Direction: Scale the listing below by rewriting every line of it, requests included, with each x and y coordinate in the answers multiplied by 2.05 and rounded to a whole number, halves going up. Leave the picture out of your answer.

Extracted material:
---+---
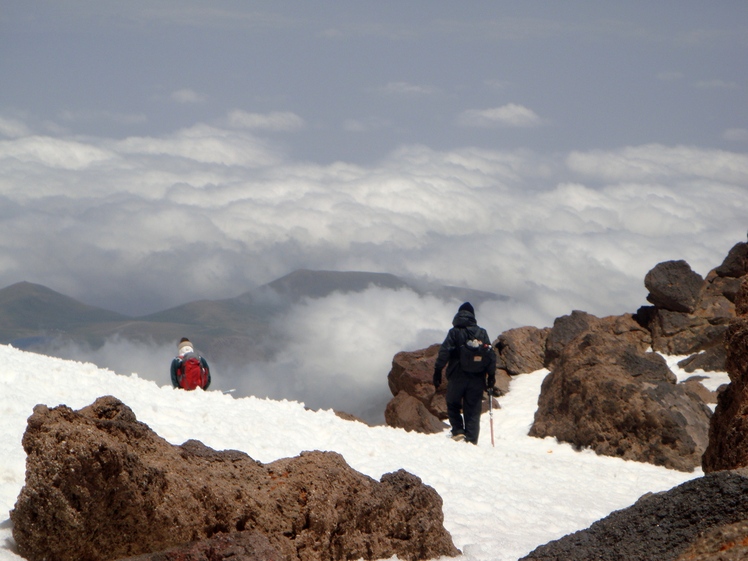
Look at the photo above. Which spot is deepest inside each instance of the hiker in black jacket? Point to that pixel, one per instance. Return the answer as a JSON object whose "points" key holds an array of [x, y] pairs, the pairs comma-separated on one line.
{"points": [[465, 389]]}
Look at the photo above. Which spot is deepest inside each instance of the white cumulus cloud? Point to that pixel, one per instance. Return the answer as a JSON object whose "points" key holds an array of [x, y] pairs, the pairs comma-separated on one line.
{"points": [[274, 121], [510, 115]]}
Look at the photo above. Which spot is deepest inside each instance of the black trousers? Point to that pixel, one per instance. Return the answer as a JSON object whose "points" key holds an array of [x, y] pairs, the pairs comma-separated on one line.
{"points": [[464, 402]]}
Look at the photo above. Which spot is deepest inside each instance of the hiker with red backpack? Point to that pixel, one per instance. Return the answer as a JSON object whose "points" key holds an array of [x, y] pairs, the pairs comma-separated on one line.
{"points": [[471, 370], [188, 369]]}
---+---
Exercise answer:
Look at the photo above. Which spot is deepest inside each instance of the hiker in black jacket? Point to that pixel, one per instance. Return the answer as a JSON object whose "points" key holds an array of [x, y] pairs, the pairs comma-separated on one line.
{"points": [[953, 797]]}
Look at the photo above. Which spot is deepest inside each instance of the white cumulus cloud? Point to that pixel, one per instance. Return the answer as a JSON object whose "points" key holds an array of [x, y] pairs, the pairs comma-separated on one line.
{"points": [[562, 248], [1046, 236]]}
Look at the photo above. Which spot is deepest inside each instance of the black trousers? Point to that pixel, one per instance. Return the answer as a JSON object whose "points" key holds an array of [x, y] pairs, the pairs comma-separated on one line.
{"points": [[951, 824]]}
Look at the photo above. Which spot is deepest inside each instance of the hiker with red backpack? Point to that pixel, one per instance. Return the answer as a JSON object whose "points" key holds an array of [x, y] pairs, the pairs comma-separated on one line.
{"points": [[966, 759], [385, 756]]}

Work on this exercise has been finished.